Segmentation mask data
-.-.-

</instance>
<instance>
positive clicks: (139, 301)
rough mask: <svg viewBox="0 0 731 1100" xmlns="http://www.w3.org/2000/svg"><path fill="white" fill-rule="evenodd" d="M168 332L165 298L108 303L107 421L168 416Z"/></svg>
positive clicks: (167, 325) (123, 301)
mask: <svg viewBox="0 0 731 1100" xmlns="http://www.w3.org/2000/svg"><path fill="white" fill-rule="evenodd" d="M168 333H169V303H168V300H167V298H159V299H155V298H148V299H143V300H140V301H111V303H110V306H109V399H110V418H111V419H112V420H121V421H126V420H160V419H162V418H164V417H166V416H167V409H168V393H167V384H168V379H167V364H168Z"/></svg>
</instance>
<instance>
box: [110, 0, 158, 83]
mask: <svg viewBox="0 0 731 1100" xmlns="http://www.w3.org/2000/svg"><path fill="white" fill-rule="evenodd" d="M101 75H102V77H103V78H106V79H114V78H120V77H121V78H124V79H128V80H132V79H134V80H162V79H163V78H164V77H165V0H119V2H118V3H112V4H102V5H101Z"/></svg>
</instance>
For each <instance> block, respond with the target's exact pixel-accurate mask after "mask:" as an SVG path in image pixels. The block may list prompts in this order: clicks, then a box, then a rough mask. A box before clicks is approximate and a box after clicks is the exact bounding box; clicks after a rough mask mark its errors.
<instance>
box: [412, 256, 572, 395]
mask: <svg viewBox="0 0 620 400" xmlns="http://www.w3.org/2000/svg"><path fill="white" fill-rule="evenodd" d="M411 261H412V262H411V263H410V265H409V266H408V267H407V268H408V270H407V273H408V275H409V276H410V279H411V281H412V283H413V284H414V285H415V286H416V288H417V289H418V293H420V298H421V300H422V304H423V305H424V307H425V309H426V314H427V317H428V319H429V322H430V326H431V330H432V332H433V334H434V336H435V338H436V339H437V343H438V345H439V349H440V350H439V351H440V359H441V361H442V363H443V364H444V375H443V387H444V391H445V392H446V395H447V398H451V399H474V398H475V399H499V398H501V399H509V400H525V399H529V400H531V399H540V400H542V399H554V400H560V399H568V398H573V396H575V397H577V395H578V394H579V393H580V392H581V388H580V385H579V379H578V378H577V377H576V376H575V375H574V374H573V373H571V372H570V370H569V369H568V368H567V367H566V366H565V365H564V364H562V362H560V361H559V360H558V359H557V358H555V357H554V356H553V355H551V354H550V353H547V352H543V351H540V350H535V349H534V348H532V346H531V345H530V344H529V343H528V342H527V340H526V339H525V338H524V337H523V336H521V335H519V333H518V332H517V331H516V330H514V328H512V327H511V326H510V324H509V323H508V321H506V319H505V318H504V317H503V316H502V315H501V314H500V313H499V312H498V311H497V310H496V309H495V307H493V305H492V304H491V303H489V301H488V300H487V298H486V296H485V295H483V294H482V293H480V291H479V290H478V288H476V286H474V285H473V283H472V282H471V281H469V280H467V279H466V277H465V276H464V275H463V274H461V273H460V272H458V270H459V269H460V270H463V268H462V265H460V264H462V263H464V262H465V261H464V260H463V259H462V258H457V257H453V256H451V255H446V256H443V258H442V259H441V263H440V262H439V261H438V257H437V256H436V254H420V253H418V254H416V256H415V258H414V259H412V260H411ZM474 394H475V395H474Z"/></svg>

-.-.-

• EXERCISE PROMPT: Output every record verbatim.

• RESULT OF THE TASK:
</instance>
<instance>
positive clicks: (139, 301)
rough mask: <svg viewBox="0 0 731 1100" xmlns="http://www.w3.org/2000/svg"><path fill="white" fill-rule="evenodd" d="M168 332L165 298L108 303L107 421L168 416Z"/></svg>
positive clicks: (167, 325) (123, 301)
mask: <svg viewBox="0 0 731 1100" xmlns="http://www.w3.org/2000/svg"><path fill="white" fill-rule="evenodd" d="M168 333H169V303H168V300H167V298H159V299H155V298H148V299H143V300H140V301H111V303H110V306H109V399H110V418H111V419H112V420H121V421H126V420H160V419H162V418H164V417H166V416H167V409H168V393H167V384H168V379H167V364H168Z"/></svg>
</instance>
<instance>
box: [110, 0, 158, 83]
mask: <svg viewBox="0 0 731 1100" xmlns="http://www.w3.org/2000/svg"><path fill="white" fill-rule="evenodd" d="M101 75H102V77H103V78H106V79H114V78H120V77H121V78H124V79H128V80H132V79H134V80H162V79H163V78H164V77H165V0H119V2H118V3H112V4H102V5H101Z"/></svg>
</instance>
For each <instance> block, respond with the target's exact pixel-accurate mask after "mask:" as an SVG path in image pixels. The block may list prompts in this order: clicks, then a box, then a rough mask. A box before clicks is approximate and a box after clicks is the exact bounding box; clicks after a rough mask mark its errors.
<instance>
box: [412, 256, 572, 395]
mask: <svg viewBox="0 0 620 400" xmlns="http://www.w3.org/2000/svg"><path fill="white" fill-rule="evenodd" d="M411 261H412V262H411V263H410V265H409V266H408V267H407V268H408V270H407V273H408V275H409V276H410V279H411V281H412V283H413V284H414V285H415V286H416V288H417V289H418V293H420V298H421V300H422V304H423V305H424V307H425V309H426V314H427V317H428V319H429V322H430V326H431V330H432V332H433V334H434V336H435V338H436V339H437V343H438V345H439V349H440V350H439V351H440V359H441V361H442V363H443V364H444V375H443V387H444V391H445V392H446V395H447V398H451V399H474V398H475V399H499V398H501V399H509V400H525V399H529V400H531V399H540V400H542V399H554V400H560V399H568V398H573V396H575V397H577V395H578V394H579V393H580V392H581V388H580V385H579V379H578V378H577V377H576V376H575V375H574V374H573V373H571V372H570V370H569V369H568V368H567V367H566V366H565V365H564V364H562V362H560V361H559V360H558V359H557V358H555V357H554V356H553V355H551V354H550V353H547V352H543V351H540V350H535V349H534V348H532V346H531V345H530V344H529V343H528V342H527V340H526V339H525V338H524V337H523V336H521V335H519V333H518V332H517V331H516V330H514V328H512V327H511V326H510V324H509V323H508V321H506V319H505V318H504V317H503V316H502V315H501V314H500V313H499V312H498V311H497V310H496V309H495V307H493V305H492V304H491V303H489V301H488V300H487V298H486V296H485V295H483V294H482V293H480V291H479V290H478V288H476V286H474V285H473V283H472V282H471V281H469V280H467V279H466V277H465V276H464V275H463V274H461V273H460V272H458V270H459V269H460V270H463V268H462V265H460V264H462V263H464V262H465V261H464V260H463V259H462V258H457V257H453V256H451V255H446V256H443V258H442V259H441V263H440V262H439V261H438V257H437V256H436V254H420V253H418V254H416V256H415V258H414V259H412V260H411ZM474 394H475V395H474Z"/></svg>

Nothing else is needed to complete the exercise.